● What to do:
a. Decide whether each of the statements (i), (ii) and (iii) agrees with the passage on the 2008 presidential candidates and the "war on terrorism," and back each yes or no with the exact words from the passage that settle it.
(i) Osama bin Laden was identified as "enemy number one" in 1998.
(ii) Barack Obama has promised to withdraw the US military-intelligence presence from Iraq.
(iii) The widespread call for a "change in strategy" includes a letup of the "war on terrorism."
b. Write the next part of the passage on the 2008 presidential candidates and the "war on terrorism," starting right after its last sentence.
Top of Selected passage
There is obvious disillusion with the Bush administration, but the widespread call for a “change in strategy” does not include any letup of the “war on terrorism”. In fact, the voices most stridently demanding “change” are cementing years of criminal lies under new layers of deception. They want to ramp up Bush’s false flag wars, not end them.

US presidential candidates feast on “Al-Qaeda” propaganda meat

The latest “Al-Qaeda” headlines have prompted each of the 2008 US presidential candidates have fall over each other to push the “tough on terrorism” card.

“Al-Qaeda” war politics blossomed during the Bill Clinton adminstration with the use of Al-Qaeda/militant Islamic mercenaries in Kosovo and Bosnia, and what is arguably the true start of today’s “war on terror”—the identification of Osama bin Laden as “enemy number one” (at the height of the Monica Lewinsky scandal) in 1998, followed by the bombing of Sudan. The cooperative role that the deeply corrupt Clinton faction played alongside the Bush “crime family”, in virtually all of the major US government crimes from the 1980s to the present, can fill several libraries. It goes without saying that a Hillary Clinton presidency would continue the Bush-Cheney agenda, and return Anglo-American criminality to its 1990s glory.

What about the others? Contrary to his image as a “progressive”, Barack Obama’s foreign policy agenda is virtually identical to that of the Bush administration, including his approach to the “war on terrorism”. Obama has promised a robust US military-intelligence presence in Iraq and the Middle East to “root out Al-Qaeda”. To defeat Al-Qaeda, Obama will build a “twenty-first-century military and twenty-first-century alliances” in order to “stay on the offensive everywhere from Djibouti to Kandahar”, and “revamp intelligence agencies far beyond post-September 11 reforms”. Another analysis of Obama’s aggressive war policy can be found here.
Bottom of Selected passage
Top of Supplied material
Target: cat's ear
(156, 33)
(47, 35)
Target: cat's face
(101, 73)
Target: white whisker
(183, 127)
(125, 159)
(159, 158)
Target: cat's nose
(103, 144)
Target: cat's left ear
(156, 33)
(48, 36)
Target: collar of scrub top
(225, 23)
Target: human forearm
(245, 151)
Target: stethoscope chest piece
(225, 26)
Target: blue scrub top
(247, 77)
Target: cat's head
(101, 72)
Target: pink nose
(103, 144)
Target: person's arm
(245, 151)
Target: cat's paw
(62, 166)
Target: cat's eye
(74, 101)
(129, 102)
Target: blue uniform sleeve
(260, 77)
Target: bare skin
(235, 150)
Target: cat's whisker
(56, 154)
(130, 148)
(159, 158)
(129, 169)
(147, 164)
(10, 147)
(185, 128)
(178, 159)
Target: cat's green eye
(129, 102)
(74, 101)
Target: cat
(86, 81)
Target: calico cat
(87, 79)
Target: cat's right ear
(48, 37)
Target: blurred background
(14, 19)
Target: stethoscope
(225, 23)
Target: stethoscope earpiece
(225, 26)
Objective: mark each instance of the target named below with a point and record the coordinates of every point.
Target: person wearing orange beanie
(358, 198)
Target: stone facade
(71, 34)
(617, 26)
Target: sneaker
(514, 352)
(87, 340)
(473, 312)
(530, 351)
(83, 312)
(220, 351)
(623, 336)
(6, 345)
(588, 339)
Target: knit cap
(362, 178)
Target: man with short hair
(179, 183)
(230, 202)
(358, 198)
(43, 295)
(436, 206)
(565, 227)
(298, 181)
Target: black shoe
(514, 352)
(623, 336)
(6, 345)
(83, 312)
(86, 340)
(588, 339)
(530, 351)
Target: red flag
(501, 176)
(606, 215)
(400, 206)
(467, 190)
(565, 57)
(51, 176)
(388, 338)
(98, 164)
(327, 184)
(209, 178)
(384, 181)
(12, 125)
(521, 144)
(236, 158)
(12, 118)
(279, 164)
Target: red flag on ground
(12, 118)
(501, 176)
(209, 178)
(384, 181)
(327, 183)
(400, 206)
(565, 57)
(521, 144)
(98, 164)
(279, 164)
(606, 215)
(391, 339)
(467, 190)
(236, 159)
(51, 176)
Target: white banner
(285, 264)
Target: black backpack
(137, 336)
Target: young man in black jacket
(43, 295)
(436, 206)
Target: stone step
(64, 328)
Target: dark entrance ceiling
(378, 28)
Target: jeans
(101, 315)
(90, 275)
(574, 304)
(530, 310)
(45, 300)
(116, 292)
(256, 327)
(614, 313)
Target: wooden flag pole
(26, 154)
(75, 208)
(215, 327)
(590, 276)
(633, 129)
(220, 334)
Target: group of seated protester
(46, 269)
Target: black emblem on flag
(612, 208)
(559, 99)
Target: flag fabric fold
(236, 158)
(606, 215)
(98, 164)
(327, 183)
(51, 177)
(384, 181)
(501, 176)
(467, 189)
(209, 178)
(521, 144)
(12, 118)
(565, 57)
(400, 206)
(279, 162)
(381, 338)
Bottom of Supplied material
● Answer section:
a.
(i) Yes: "the identification of Osama bin Laden as “enemy number one” (at the height of the Monica Lewinsky scandal) in 1998"
(ii) No: "Obama has promised a robust US military-intelligence presence in Iraq and the Middle East to “root out Al-Qaeda”"
(iii) No: "the widespread call for a “change in strategy” does not include any letup of the “war on terrorism”"

b.
Obama promotes the false notion of “blowback”. Like other members of Congress, Obama has access to classified material. He and others are complicit in hiding the fact of Anglo-American intelligence connectons behind both the “terrorism” and the “insurgencies”.

The “anti-terror” platform of John Edwards is equally malodorous. It was Edwards who promised on national television, during the 2004 vice presidential debate with Dick Cheney, that he would “kill the terrorists”. So would Joe Biden (one of the many who met with the ISI “money man” before 9/11), Chris Dodd, Bill Richardson, and other longtime Democratic Party fossils. (Two Democratic Party candidates who are more stridently critical of Bush-Cheney’s agenda, Dennis Kucinich and Mike Gravel are routinely shut out by the Democratic Party apparatus, and stand no chance of nomination.)

It goes without saying that the Republican candidates fully support Bush-Cheney’s geostrategy and war policies, from Mitt Romney to Sam Brownback (the lone critic of Bush policy, Ron Paul, stands no chance). Given the fact that these “loyal Bushies” have been instrumental in making the global slaughter possible, and covering up the rampant criminality led by the Bush administration, it is no surprise to find these candidates aggressively peddling the “terrorism” propaganda. Rudy Guiliani, whose active criminal role on 9/11 was exhaustively exposed in Michael Ruppert’s Crossing the Rubicon, is essentially an extension of Dick Cheney. Mitt Romney promises to “combat radical Islam” with a war agenda identical to Obama’s (which is identical to Bush-Cheney’s). Romney’s provocative speech at the Herzliya Conference speaks for itself.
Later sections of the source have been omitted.